▶ TASK REQUIREMENTS:
Copy the material from the line with "Could you help me find the horizontal" to the line with "column 623, row 111", swapping "leafless forest" for "bare woodland" and leaving everything else as it is.

··· RECORDS PROVIDED

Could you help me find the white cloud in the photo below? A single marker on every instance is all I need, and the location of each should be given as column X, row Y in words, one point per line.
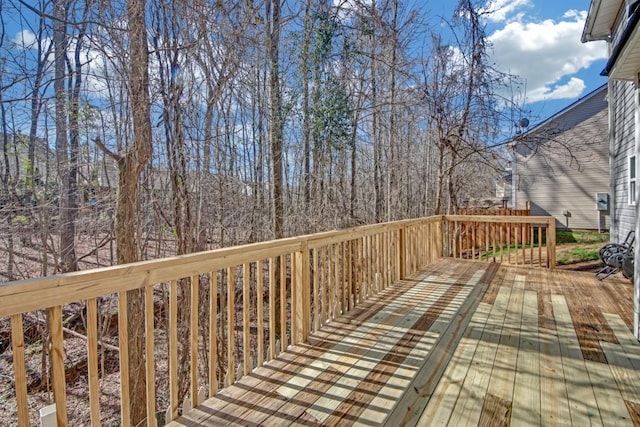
column 501, row 10
column 25, row 39
column 545, row 54
column 572, row 89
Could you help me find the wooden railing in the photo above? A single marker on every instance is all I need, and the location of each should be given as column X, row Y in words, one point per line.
column 520, row 240
column 242, row 305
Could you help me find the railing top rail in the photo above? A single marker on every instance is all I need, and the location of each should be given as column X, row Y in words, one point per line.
column 38, row 293
column 501, row 219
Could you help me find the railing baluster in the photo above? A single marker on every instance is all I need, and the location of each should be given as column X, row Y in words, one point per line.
column 123, row 344
column 246, row 318
column 539, row 245
column 315, row 278
column 92, row 356
column 272, row 308
column 173, row 348
column 149, row 356
column 260, row 310
column 19, row 370
column 193, row 326
column 283, row 303
column 231, row 326
column 213, row 333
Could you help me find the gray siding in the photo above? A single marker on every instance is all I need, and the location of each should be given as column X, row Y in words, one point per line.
column 563, row 164
column 623, row 110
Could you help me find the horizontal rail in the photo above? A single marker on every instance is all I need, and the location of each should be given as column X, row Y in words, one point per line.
column 219, row 314
column 515, row 240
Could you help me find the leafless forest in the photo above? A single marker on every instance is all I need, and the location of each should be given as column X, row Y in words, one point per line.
column 134, row 130
column 256, row 120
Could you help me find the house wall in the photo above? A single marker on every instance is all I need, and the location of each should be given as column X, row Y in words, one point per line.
column 563, row 165
column 623, row 111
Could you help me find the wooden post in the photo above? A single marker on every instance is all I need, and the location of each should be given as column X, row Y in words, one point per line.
column 213, row 333
column 231, row 325
column 301, row 288
column 123, row 344
column 20, row 376
column 246, row 318
column 272, row 308
column 193, row 347
column 260, row 311
column 92, row 356
column 400, row 254
column 173, row 349
column 149, row 356
column 551, row 244
column 57, row 364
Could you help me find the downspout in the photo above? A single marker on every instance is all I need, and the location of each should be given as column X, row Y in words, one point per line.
column 613, row 222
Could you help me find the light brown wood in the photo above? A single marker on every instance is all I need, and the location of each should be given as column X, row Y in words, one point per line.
column 57, row 364
column 123, row 344
column 272, row 308
column 551, row 244
column 315, row 279
column 92, row 361
column 150, row 372
column 173, row 348
column 260, row 311
column 19, row 371
column 356, row 264
column 231, row 326
column 246, row 319
column 283, row 303
column 193, row 337
column 213, row 333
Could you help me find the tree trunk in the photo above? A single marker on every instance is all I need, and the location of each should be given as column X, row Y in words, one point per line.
column 276, row 136
column 127, row 221
column 66, row 203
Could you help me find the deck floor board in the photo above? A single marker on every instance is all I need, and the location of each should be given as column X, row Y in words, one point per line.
column 461, row 343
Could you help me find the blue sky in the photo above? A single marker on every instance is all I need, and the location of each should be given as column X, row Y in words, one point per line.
column 539, row 40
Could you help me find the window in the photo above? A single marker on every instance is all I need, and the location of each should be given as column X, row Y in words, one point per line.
column 633, row 189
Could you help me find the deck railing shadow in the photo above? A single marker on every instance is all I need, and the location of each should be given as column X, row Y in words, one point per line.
column 227, row 311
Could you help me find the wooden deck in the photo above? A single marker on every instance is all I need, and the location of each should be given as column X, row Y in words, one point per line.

······

▶ OUTPUT FOR THIS EXERCISE:
Could you help me find the horizontal rail in the photo above? A single marker on every instance is all I need, and the location of each should be given as column X, row Y in words, one point per line.
column 219, row 314
column 515, row 240
Could you help me find the bare woodland in the photo above? A single marker on every instance is all I need, and the location of each should be given as column X, row Y in words, one point per line.
column 134, row 130
column 256, row 120
Could you help me find the house wall in the photo above? A single marker on every instance is all I need, and the location of each should be given as column X, row Y in words, one point per line.
column 563, row 165
column 623, row 111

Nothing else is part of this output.